**Extrait**
Quand on voyage dans l’intérieur, on est frappé à chaque pas de ce contraste entre la ville et la campagne, si opposé à celui que présentent la France et le continent en général. Les plus grandes villes, comme Birmingham, Manchester, Sheffield ou Leeds, ne sont habitées que par des ouvriers et des commerçans ; leurs immenses quartiers ont pour la plupart un aspect pauvre et triste. Peu ou point de monumens, peu ou point de luxe ; on n’entend que le bruit des métiers, on ne voit que clés gens affairés. L’étranger comme l’habitant a hâte de sortir de cette fumée et de cette boue, pour respirer au dehors un air plus pur et pour échapper au spectacle de ce travail incessant qui ne conjure pas toujours la misère. Même à Londres, on cherche plus à travailler qu’à jouir, et c’est ce qui dépayse si fort nos bons Parisiens quand ils y vont : ils n’y retrouvent plus leurs habitudes.

**Objectif A**
Répondez aux questions suivantes à partir de l'extrait.
(i) Quelles grandes villes l'extrait nomme-t-il ?
(ii) Par qui ces grandes villes sont-elles habitées ?
(iii) À Londres, que cherche-t-on plus qu'à jouir ?
**Objectif B**
Relevez dans l'extrait, sans rien y changer, le passage qui s'ouvre sur les mots « Quand on voyage » et se ferme sur les mots « plus leurs habitudes. ».

**Données fournies**
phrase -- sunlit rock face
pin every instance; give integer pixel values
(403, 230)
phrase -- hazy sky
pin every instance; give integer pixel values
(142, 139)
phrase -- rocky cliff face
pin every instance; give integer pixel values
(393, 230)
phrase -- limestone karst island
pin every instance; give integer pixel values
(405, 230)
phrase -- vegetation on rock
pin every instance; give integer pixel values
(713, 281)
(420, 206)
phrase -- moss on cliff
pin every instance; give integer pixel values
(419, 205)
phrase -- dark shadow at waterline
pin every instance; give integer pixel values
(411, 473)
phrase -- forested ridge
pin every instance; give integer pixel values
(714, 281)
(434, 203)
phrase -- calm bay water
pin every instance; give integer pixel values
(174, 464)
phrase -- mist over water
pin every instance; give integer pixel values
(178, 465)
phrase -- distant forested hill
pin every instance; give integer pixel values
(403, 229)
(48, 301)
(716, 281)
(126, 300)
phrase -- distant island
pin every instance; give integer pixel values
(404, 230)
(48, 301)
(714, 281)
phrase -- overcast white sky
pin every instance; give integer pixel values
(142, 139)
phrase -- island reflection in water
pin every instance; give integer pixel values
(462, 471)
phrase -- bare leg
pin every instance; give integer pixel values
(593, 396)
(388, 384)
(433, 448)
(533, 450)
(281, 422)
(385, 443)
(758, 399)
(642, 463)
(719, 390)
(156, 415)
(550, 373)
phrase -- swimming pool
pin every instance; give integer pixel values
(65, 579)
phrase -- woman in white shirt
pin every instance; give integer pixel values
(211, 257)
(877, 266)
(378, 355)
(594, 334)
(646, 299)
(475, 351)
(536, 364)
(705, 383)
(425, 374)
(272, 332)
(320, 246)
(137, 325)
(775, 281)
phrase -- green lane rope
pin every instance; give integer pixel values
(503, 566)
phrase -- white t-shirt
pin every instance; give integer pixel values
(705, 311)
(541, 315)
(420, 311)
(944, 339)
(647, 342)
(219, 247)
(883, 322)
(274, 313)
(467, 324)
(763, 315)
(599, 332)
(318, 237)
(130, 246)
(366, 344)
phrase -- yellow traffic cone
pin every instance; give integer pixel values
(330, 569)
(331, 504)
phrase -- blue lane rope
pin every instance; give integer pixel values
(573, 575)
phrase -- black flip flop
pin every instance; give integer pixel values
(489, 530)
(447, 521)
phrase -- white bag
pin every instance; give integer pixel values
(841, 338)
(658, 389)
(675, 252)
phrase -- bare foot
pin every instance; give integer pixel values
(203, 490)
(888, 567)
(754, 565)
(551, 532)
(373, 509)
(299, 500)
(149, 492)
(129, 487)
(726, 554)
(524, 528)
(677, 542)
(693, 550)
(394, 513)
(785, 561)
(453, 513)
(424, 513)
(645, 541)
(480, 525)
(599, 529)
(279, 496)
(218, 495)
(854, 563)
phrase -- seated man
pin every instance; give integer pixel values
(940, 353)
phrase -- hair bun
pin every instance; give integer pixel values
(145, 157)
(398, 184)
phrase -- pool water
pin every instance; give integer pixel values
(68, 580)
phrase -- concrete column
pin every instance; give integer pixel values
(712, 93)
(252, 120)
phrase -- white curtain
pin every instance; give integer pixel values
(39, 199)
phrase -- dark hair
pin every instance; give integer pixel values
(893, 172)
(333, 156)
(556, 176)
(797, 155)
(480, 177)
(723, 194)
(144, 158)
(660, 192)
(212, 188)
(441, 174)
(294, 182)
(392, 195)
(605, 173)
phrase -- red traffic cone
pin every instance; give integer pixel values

**Réponse finale A**
(i) Birmingham, Manchester, Sheffield et Leeds.
(ii) Par des ouvriers et des commerçans.
(iii) On cherche plus à travailler.

**Réponse finale B**
Quand on voyage dans l’intérieur, on est frappé à chaque pas de ce contraste entre la ville et la campagne, si opposé à celui que présentent la France et le continent en général. Les plus grandes villes, comme Birmingham, Manchester, Sheffield ou Leeds, ne sont habitées que par des ouvriers et des commerçans ; leurs immenses quartiers ont pour la plupart un aspect pauvre et triste. Peu ou point de monumens, peu ou point de luxe ; on n’entend que le bruit des métiers, on ne voit que clés gens affairés. L’étranger comme l’habitant a hâte de sortir de cette fumée et de cette boue, pour respirer au dehors un air plus pur et pour échapper au spectacle de ce travail incessant qui ne conjure pas toujours la misère. Même à Londres, on cherche plus à travailler qu’à jouir, et c’est ce qui dépayse si fort nos bons Parisiens quand ils y vont : ils n’y retrouvent plus leurs habitudes.